**ABOUT THIS TASK**
Copy each line of the data below in which the word "leafy" can be found.

**DATA UNDER STUDY**
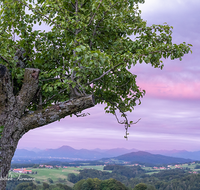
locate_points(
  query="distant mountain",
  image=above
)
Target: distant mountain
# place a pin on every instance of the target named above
(179, 153)
(67, 152)
(145, 157)
(25, 153)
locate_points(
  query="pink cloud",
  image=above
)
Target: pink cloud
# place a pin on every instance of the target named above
(171, 89)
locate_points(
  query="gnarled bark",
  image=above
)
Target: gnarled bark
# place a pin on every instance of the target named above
(16, 122)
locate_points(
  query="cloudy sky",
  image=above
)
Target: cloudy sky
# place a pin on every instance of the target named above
(170, 110)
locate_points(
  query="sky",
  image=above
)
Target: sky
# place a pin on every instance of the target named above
(170, 110)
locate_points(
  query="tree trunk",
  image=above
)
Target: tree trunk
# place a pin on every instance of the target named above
(16, 122)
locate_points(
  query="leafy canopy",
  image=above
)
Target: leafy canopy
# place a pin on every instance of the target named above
(88, 48)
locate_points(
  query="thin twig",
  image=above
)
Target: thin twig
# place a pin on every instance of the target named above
(54, 96)
(4, 59)
(43, 16)
(104, 74)
(94, 14)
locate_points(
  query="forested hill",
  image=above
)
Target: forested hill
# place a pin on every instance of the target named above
(145, 157)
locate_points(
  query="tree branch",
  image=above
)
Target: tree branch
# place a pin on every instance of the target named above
(104, 74)
(94, 14)
(7, 98)
(29, 88)
(39, 118)
(4, 59)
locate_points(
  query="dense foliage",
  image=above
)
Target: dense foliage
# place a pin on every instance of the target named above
(87, 50)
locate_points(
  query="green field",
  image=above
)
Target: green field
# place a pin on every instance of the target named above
(57, 175)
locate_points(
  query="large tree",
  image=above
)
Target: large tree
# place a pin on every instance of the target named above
(86, 56)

**WRITTEN RESPONSE**
  query="leafy canopy",
Target: leafy canopy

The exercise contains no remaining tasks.